## Recorded data
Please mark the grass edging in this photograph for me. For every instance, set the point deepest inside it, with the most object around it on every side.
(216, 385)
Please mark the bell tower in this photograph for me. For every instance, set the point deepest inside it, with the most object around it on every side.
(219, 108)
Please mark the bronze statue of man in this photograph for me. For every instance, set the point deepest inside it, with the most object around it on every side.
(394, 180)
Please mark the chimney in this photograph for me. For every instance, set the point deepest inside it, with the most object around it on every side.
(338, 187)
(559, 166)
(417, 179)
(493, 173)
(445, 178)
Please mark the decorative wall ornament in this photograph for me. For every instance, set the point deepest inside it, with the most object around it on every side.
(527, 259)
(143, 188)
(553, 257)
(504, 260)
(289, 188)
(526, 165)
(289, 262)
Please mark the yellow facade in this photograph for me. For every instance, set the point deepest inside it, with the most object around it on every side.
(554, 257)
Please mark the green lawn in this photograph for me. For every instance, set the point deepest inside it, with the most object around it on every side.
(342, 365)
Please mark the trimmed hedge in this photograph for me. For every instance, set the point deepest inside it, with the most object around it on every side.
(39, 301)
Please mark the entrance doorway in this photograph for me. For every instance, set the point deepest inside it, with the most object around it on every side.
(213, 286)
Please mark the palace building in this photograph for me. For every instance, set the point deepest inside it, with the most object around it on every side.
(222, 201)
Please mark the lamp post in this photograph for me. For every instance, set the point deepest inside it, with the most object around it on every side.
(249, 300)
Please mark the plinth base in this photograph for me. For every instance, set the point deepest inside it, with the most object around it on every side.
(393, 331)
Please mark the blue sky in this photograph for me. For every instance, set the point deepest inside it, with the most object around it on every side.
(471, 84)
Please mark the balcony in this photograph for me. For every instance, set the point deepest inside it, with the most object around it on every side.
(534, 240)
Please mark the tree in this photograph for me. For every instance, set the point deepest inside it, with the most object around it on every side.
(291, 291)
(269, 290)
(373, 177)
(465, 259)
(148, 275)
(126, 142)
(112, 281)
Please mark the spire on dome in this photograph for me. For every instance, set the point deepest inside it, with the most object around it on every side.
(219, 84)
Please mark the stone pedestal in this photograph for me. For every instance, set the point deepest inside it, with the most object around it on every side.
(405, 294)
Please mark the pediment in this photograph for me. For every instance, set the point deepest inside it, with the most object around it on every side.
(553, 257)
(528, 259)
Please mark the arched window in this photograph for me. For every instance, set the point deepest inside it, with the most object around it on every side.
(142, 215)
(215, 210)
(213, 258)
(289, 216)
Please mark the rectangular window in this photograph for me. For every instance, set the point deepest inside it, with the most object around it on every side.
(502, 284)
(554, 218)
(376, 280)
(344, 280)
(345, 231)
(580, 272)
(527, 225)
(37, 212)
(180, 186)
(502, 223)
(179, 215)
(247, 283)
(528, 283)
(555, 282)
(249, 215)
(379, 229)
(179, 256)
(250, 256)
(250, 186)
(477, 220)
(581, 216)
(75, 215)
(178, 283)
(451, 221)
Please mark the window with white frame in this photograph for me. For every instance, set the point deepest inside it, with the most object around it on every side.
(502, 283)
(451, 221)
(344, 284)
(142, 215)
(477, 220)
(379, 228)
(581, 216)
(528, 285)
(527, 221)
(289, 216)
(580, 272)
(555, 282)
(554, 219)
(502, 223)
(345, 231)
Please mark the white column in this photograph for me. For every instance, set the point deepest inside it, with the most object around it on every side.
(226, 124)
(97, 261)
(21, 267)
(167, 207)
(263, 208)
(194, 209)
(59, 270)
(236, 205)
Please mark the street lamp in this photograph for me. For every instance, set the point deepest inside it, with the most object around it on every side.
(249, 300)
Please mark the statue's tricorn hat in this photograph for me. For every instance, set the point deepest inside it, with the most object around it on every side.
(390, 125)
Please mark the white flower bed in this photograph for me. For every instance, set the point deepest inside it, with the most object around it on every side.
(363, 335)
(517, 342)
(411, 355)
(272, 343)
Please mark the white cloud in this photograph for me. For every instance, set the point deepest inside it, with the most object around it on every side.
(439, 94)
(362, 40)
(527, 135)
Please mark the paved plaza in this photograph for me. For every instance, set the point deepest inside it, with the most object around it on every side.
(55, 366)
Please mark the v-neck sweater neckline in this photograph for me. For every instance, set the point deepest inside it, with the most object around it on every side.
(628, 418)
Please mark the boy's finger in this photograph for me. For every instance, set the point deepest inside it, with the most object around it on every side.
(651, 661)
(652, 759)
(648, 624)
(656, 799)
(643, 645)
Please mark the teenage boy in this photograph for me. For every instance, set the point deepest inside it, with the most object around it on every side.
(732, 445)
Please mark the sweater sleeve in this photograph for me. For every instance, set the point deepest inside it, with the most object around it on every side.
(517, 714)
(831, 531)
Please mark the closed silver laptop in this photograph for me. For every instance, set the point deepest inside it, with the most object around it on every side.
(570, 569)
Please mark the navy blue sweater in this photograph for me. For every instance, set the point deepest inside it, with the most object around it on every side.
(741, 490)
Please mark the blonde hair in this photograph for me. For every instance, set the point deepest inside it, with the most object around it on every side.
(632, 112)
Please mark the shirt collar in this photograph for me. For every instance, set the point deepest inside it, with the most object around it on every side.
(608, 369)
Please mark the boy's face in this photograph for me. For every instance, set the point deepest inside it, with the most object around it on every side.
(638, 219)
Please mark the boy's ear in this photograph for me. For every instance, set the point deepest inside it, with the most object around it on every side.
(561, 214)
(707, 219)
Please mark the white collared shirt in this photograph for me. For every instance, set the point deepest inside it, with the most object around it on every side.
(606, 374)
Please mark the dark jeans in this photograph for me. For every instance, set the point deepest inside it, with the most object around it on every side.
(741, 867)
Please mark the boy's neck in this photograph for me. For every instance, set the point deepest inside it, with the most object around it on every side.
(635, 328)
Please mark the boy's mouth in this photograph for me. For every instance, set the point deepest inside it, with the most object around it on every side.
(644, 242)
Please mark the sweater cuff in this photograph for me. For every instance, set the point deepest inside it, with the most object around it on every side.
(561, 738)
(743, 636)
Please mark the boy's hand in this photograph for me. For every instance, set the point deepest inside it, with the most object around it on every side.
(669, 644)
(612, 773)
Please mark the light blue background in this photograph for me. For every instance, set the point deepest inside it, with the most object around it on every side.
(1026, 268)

## Exercise prompt
Render every line of the listing above as a JSON list of strings, one string per line, leaving out any blank lines.

## Complete output
[
  "Please mark the grass edging in this photograph for me. For every instance, set the point deepest inside it, with the most object around it on every side.",
  "(216, 385)",
  "Please mark the bell tower in this photograph for me. For every instance, set the point deepest inside it, with the most object around it on every side.",
  "(219, 108)",
  "Please mark the bronze statue of man in this photograph for me. For every instance, set the point deepest inside it, with the most object around it on every side.",
  "(394, 180)",
  "Please mark the chimney in this photograph for me. For every instance, set the point deepest inside it, with the most object around it on every side.",
  "(338, 187)",
  "(559, 166)",
  "(417, 179)",
  "(493, 173)",
  "(445, 178)",
  "Please mark the decorative wall ornament in this photograph for me. For every instance, set the point deepest inside it, with the most object around it on every side.",
  "(527, 259)",
  "(143, 188)",
  "(553, 257)",
  "(504, 260)",
  "(289, 188)",
  "(526, 165)",
  "(289, 262)",
  "Please mark the yellow facade in this photograph for me. For every instance, set the point deepest inside it, with the most object around it on every side.",
  "(554, 257)",
  "Please mark the green lawn in this photograph for me. For every instance, set the point deepest inside it, with the most object around it on every side.",
  "(342, 365)",
  "Please mark the trimmed hedge in this photograph for me. For every instance, set the point deepest inside it, with the most object around it on every side.",
  "(39, 301)",
  "Please mark the entrance doorway in this photograph for me. For every instance, set the point deepest inside it, with the most object around it on every side.",
  "(213, 286)",
  "Please mark the palace building in this photograph for me. For every instance, set the point deepest inside it, with the most object around it on every side.",
  "(222, 201)",
  "Please mark the lamp post in this photograph for me. For every instance, set the point deepest inside it, with the most object around it on every side.",
  "(249, 300)",
  "Please mark the plinth base in this photograph for me. For every instance, set the point deepest inside it, with the most object around it on every side.",
  "(393, 331)",
  "Please mark the blue sky in this photograph for me. For every instance, set the point deepest inside it, with the most object around it on every side.",
  "(471, 84)",
  "Please mark the balcony in this photograph for me. For every instance, set the point deepest inside it, with the most object around it on every side.",
  "(534, 240)",
  "Please mark the tree in this photograph for me. For every instance, set the point deepest inside it, with the most object around it on every side.",
  "(291, 291)",
  "(269, 290)",
  "(373, 177)",
  "(465, 259)",
  "(148, 275)",
  "(126, 142)",
  "(112, 281)",
  "Please mark the spire on dome in this photograph for me. For every instance, set the point deepest inside it, with the most object around it on every side.",
  "(219, 84)",
  "Please mark the stone pedestal in this photograph for me. For every instance, set the point deepest inside it, with the most object around it on every side.",
  "(405, 294)",
  "Please mark the pediment in this photograph for me. For every instance, set the point deepest inside it, with the most object around it on every side.",
  "(553, 257)",
  "(528, 259)",
  "Please mark the arched window in this photograph for me. For every instance, set the point deepest inside it, with the most object around it on every side.",
  "(142, 215)",
  "(215, 210)",
  "(213, 258)",
  "(289, 216)",
  "Please mark the rectangular window in this photograph for me. For every instance, set the point deepest inside it, with the most object around it on every side.",
  "(502, 284)",
  "(554, 218)",
  "(376, 280)",
  "(344, 280)",
  "(345, 231)",
  "(580, 272)",
  "(527, 225)",
  "(37, 212)",
  "(180, 186)",
  "(502, 223)",
  "(179, 215)",
  "(247, 283)",
  "(528, 283)",
  "(555, 282)",
  "(249, 215)",
  "(379, 229)",
  "(179, 256)",
  "(250, 256)",
  "(250, 186)",
  "(477, 220)",
  "(581, 216)",
  "(75, 215)",
  "(178, 283)",
  "(451, 221)",
  "Please mark the window with white frame in this photograph for me. For every instance, set the point deepest inside it, with the most object around it on every side.",
  "(502, 283)",
  "(451, 221)",
  "(344, 284)",
  "(142, 215)",
  "(477, 220)",
  "(379, 228)",
  "(581, 216)",
  "(528, 285)",
  "(527, 221)",
  "(289, 216)",
  "(580, 272)",
  "(555, 282)",
  "(554, 219)",
  "(502, 223)",
  "(345, 231)",
  "Please mark the white column in this photograph for me. For every instance, set the point deepest inside it, with the most object around it on every side.",
  "(226, 124)",
  "(97, 261)",
  "(21, 267)",
  "(167, 207)",
  "(263, 208)",
  "(194, 209)",
  "(59, 270)",
  "(236, 205)",
  "Please mark the street lamp in this photograph for me. For every instance, set the point deepest inside it, with the most object around it on every side.",
  "(249, 300)",
  "Please mark the statue's tricorn hat in this photograph for me. For every instance, set the point deepest inside it, with the most object around it on every side.",
  "(390, 125)",
  "Please mark the white flower bed in this photograph for me. For every instance, set the point deepest inside it, with the most object around it on every side.",
  "(363, 335)",
  "(517, 342)",
  "(411, 355)",
  "(272, 343)",
  "Please mark the white cloud in this photograph for me. For every instance, set the point deepest inside it, with the most object around it on every side.",
  "(439, 94)",
  "(362, 40)",
  "(527, 135)",
  "Please mark the paved plaza in this photograph for me. For every instance, set the point deepest inside it, with the most object around it on every side.",
  "(55, 366)",
  "Please mark the v-neck sweater neckline in this photograph for me. For every instance, set the point deepest inside it, with the most object around it on every side.",
  "(628, 418)",
  "Please mark the boy's finger in this photograph for me. For every instance, set the point deepest inside it, with the most object around it on every side.",
  "(651, 661)",
  "(652, 759)",
  "(648, 624)",
  "(656, 799)",
  "(643, 645)",
  "Please mark the teenage boy in this photograph for me. For every instance, set the point deepest inside it, with the most object around it on every side.",
  "(732, 445)",
  "Please mark the sweater sleeve in this photograph for me. For every instance, set the point deepest inside it, with the most object around it on every side.",
  "(517, 714)",
  "(831, 531)",
  "Please mark the closed silver laptop in this photograph for me. For every instance, set the point deepest inside it, with the most object around it on every side.",
  "(570, 569)",
  "Please mark the navy blue sweater in this photograph for me. For every instance, set the point deepest inside it, with the most object around it on every side.",
  "(741, 490)",
  "Please mark the blonde hair in this photograph for me. For every instance, set the point deepest inside it, with the most object around it on every side.",
  "(632, 112)",
  "Please mark the shirt collar in this photograph for me. For every instance, set the point deepest inside it, with the most object around it on every side.",
  "(608, 369)",
  "Please mark the boy's face in this photograph for me. For every instance, set the point deepest inside it, with the most object around it on every side.",
  "(638, 219)",
  "Please mark the boy's ear in this photograph for me. For every instance, set the point deepest inside it, with the most object around it on every side.",
  "(561, 214)",
  "(707, 219)",
  "Please mark the white collared shirt in this photograph for me. For every instance, set the point deepest inside it, with the most object around it on every side.",
  "(606, 374)",
  "Please mark the dark jeans in this photograph for me. For every instance, set the point deepest inside it, with the most object around it on every side.",
  "(741, 867)",
  "Please mark the boy's neck in this photograph for me. For every instance, set the point deepest inside it, with the most object around it on every side.",
  "(635, 328)",
  "Please mark the boy's mouth in this photograph for me. For every instance, set the point deepest inside it, with the most object around it on every side.",
  "(644, 242)",
  "Please mark the sweater cuff in this photograph for me. For every instance, set the point deepest inside it, with the most object around it on every side.",
  "(561, 738)",
  "(743, 636)",
  "Please mark the boy's hand in this photograph for me. For every instance, set the point deepest inside it, with the most object around it on every side.",
  "(669, 644)",
  "(612, 773)",
  "Please mark the light blue background in this photograph for me. For every instance, set the point deepest inside it, with the most object around it on every side.",
  "(1026, 268)"
]